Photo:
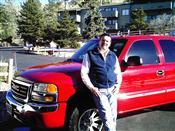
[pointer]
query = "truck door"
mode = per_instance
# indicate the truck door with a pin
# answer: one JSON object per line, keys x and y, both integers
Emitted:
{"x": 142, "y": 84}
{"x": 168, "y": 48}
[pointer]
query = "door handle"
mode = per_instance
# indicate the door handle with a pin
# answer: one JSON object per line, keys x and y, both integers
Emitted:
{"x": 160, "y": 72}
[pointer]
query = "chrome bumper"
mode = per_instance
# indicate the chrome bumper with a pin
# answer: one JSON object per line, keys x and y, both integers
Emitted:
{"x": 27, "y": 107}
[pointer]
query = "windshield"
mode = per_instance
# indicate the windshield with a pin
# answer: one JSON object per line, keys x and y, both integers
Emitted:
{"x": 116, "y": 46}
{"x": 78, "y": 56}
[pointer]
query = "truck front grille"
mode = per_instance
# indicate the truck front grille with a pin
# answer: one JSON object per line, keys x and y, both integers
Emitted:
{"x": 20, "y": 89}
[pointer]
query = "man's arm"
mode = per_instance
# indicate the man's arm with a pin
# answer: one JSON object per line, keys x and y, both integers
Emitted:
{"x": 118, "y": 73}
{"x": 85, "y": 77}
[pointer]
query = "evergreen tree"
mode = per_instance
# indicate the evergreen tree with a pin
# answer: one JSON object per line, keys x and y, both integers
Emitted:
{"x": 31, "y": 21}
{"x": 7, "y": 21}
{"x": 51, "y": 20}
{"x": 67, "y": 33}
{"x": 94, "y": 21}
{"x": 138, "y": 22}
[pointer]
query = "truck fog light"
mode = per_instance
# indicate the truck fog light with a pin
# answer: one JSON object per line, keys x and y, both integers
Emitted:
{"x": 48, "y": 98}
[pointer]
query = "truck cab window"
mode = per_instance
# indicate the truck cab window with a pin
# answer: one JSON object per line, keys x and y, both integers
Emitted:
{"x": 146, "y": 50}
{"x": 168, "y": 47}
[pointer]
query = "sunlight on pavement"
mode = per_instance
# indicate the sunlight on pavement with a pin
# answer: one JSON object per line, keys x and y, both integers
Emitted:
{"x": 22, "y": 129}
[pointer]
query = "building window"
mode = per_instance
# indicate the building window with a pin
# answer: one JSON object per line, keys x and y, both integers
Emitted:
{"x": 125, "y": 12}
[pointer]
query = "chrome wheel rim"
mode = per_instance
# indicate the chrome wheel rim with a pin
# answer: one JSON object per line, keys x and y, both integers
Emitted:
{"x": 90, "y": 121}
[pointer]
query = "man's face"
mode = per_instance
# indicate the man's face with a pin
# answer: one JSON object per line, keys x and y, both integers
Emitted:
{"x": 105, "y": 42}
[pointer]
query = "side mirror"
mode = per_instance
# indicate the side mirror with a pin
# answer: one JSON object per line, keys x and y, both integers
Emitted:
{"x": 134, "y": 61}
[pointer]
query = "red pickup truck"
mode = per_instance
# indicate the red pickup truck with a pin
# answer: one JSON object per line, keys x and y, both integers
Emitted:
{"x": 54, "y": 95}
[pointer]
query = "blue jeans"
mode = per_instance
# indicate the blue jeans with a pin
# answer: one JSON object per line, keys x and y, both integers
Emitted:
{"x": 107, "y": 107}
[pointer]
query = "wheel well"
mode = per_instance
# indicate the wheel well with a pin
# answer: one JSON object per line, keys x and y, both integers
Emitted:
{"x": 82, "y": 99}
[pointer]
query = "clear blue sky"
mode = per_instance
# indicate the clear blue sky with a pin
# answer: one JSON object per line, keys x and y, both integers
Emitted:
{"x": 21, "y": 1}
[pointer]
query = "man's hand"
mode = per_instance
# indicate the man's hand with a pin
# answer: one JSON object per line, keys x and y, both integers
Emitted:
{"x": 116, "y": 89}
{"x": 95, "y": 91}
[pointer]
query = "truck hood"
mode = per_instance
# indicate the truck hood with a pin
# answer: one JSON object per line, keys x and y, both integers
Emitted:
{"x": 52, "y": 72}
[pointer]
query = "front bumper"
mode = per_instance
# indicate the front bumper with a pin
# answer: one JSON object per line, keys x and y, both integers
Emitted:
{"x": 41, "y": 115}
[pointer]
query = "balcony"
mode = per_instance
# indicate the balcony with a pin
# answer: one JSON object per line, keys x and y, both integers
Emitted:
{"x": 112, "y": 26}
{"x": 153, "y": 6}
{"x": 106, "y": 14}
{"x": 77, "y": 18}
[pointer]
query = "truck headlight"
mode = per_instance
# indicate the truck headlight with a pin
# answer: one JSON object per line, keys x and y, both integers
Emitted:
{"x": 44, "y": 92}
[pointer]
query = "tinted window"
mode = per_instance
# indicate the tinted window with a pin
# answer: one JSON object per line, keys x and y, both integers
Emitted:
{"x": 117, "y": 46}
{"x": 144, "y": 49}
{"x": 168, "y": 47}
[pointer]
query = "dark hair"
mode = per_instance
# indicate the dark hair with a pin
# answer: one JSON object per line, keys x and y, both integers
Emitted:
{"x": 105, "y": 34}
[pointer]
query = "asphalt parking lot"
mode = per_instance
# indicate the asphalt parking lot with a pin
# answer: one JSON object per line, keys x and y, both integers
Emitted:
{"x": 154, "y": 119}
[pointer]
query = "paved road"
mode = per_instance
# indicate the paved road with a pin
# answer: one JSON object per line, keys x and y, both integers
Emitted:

Aim of the exercise — Identify every line in the material above that contains the string "chrome" and copy each one. Case counts.

Result of this task —
query = "chrome bumper"
# indicate the chrome bumper with a pin
query = "chrome wheel rim"
# indicate the chrome wheel rim with a pin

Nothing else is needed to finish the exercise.